SR: In Bremerhaven haben wir darauf zumindest schon aufmerksam gemacht. Es ist ja eine Kooperation der US-Army mit der Bundeswehr, die das Logistikzentrum in Garlstedt betreibt. Darüber läuft dieser ganze Transport, das ist sozusagen die Drehscheibe für die ganze Operation. Die Bundeswehr spielt da eine total wichtige Rolle, und es ist ganz klar, daß die Bundesregierung jede Möglichkeit hätte, das zu unterbinden, wenn sie es denn wollen würde. Deutschland ist souverän und kann auch nach NATO-Statut jederzeit sagen, daß es das nicht will. Offensichtlich ist es aber auch im Interesse der Bundesregierung, in dieser Form gegen Rußland vorzugehen. Für mich steht fest, es sind nicht nur die USA, die da was machen, sondern die NATO in ihrer Gänze und besonders auch Deutschland.

SB: 1983 war die Hoch-Zeit der Friedensbewegung, Hunderttausende gingen auf die Straßen. Neulich waren es in Bremerhaven wohl 400 Menschen, die gegen den Truppenaufmarsch protestierten. Wie geht deiner Erfahrung nach die Friedensbewegung heute mit dem Problem um, daß sich scheinbar nur sehr wenige Menschen mobilisieren lassen?

SR: Ich glaube, daß die Friedensbewegung tatsächlich neu aufgebaut werden muß. Man kann ganz viel von den Erfahrungen profitieren, die damals gemacht wurden. In Bremerhaven haben wir zum Beispiel auch darüber geredet, daß es 1983 diese große Hafenblockade gab, bei der 30.000 Leute den Hafen für mehrere Tage blockiert haben, als die Pershing-Raketen angeliefert worden sind. Das fand natürlich noch vor einem ganz anderen Hintergrund statt, im Kalten Krieg, wo sich zwei gegensätzliche Systeme gegenüberstanden und die Gefahr einer Vernichtung der Welt vielen Menschen sehr viel näher war als heute.

:::

• ZU ERLEDIGEN
1: Prüfe anhand des Quellenauszugs über die Friedensbewegung, ob die Aussagen (a), (b) und (c) zutreffen. Antworte jeweils mit Ja oder Nein und zitiere die entscheidende Stelle wörtlich.
(a) Das Logistikzentrum in Garlstedt wird allein von der US-Army betrieben.
(b) Bei der Hafenblockade 1983 blockierten 30.000 Leute den Hafen für mehrere Tage.
(c) Bei dem Protest, der neulich in Bremerhaven stattfand, gingen Hunderttausende auf die Straße.
2: Schreibe den Quellenauszug über die Friedensbewegung im Anschluss an seinen letzten Satz weiter.

:::

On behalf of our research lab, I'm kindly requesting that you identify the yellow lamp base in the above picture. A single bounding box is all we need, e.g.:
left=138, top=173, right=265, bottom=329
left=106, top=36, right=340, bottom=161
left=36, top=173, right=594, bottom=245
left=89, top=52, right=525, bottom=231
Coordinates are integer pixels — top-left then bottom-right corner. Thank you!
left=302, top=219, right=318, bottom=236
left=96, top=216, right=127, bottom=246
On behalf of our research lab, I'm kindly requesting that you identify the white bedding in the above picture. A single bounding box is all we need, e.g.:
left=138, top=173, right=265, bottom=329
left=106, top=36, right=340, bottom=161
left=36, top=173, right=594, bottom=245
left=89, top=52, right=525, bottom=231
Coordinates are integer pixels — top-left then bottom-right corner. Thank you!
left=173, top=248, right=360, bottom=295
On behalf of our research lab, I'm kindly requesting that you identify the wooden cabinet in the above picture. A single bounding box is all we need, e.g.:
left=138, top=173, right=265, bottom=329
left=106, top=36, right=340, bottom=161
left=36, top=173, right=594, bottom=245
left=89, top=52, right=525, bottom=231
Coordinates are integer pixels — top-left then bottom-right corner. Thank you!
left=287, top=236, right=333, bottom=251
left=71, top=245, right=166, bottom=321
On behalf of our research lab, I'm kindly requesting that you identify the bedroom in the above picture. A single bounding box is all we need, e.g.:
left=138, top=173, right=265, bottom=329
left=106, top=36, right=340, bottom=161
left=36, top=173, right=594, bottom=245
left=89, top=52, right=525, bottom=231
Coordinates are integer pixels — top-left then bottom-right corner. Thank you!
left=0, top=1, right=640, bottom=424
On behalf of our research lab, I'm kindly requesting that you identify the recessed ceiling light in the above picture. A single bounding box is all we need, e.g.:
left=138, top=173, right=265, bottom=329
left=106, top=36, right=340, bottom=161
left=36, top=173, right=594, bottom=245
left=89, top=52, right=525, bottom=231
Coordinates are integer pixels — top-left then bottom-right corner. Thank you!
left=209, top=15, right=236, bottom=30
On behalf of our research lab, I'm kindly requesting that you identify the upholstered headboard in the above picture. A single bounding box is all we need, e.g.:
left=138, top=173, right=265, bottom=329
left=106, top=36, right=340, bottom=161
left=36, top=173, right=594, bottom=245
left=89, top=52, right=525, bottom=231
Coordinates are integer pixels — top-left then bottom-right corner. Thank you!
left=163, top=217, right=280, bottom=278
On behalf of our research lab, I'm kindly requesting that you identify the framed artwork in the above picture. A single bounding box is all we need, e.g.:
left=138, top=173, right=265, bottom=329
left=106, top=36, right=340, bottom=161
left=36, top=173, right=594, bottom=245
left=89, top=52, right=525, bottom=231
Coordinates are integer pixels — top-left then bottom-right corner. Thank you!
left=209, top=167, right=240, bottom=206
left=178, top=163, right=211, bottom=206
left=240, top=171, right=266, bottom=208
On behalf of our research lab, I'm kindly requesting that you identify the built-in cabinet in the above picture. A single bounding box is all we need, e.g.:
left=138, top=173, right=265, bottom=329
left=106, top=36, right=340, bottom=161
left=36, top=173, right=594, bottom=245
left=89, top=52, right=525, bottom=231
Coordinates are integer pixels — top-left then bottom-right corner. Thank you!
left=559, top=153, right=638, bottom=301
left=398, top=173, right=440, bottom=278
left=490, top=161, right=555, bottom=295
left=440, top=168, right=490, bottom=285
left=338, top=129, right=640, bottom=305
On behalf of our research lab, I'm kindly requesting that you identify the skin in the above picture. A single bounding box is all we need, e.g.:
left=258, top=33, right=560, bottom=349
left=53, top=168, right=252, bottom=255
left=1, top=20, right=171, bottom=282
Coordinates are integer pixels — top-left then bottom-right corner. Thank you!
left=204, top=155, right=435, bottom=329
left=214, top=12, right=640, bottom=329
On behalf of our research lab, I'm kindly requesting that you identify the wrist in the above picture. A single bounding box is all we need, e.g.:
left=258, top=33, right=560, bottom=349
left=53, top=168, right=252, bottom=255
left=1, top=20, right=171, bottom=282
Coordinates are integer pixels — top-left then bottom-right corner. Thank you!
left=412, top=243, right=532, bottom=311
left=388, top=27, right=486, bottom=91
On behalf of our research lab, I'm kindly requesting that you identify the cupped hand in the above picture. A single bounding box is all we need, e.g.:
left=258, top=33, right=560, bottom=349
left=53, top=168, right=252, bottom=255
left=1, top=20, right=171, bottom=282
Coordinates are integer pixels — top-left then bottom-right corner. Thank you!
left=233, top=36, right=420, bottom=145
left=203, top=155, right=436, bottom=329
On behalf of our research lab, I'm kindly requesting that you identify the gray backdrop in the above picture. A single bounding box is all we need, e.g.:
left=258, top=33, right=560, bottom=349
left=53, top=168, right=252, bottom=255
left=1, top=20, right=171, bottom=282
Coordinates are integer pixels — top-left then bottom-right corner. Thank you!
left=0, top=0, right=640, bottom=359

:::

• LÖSUNGEN
1:
(a) Nein: „Es ist ja eine Kooperation der US-Army mit der Bundeswehr, die das Logistikzentrum in Garlstedt betreibt.“
(b) Ja: „bei der 30.000 Leute den Hafen für mehrere Tage blockiert haben“
(c) Nein: „Neulich waren es in Bremerhaven wohl 400 Menschen, die gegen den Truppenaufmarsch protestierten.“

2:
Das erklärt vielleicht, warum die Friedensbewegung heute nicht mehr die Stärke hat, die sie damals hatte. Ich glaube aber, wie gesagt, daß die Friedensbewegung neu aufgebaut werden muß, weil die Welt zunehmend instabiler wird und es immer mehr Konflikte zwischen den Großmächten gibt - sei es in der Ukraine oder in Syrien, was ein absoluter Stellvertreterkrieg geworden ist, bei dem jede Groß- und Regionalmacht irgendwie mitmischt und verschiedene Terroristengruppen und reaktionäre Kräfte aller Couleur unterstützt. Deswegen ist es absolut notwendig, die Friedensbewegung wieder aufzubauen. Ich glaube aber auch, daß sie Diskussionen führen muß, mit wem sie unter welchen politischen Aspekten und vor welchen Hintergründen zusammenarbeiten will.

Ich fand die Entwicklung mit dem Friedenswinter unglücklich. Mit Leuten zusammen auf die Straße zu gehen, die keine kritische Position zum Beispiel zum deutschen Imperialismus oder zu Imperialismus insgesamt vertreten, sondern nur den amerikanischen Imperialismus angreifen, finde ich sehr fatal. Das macht es den Medien total leicht, diese Friedensbewegung anzugreifen und sie als "Putin-Freunde" oder was auch immer hinzustellen. Die Diskussionen, die es dazu in der Friedensbewegung schon gegeben hat, müssen meiner Meinung nach noch weiter geführt werden. Und es muß eine neue Analyse geben, wie die politische Weltlage wirklich ist und was da eigentlich gerade passiert.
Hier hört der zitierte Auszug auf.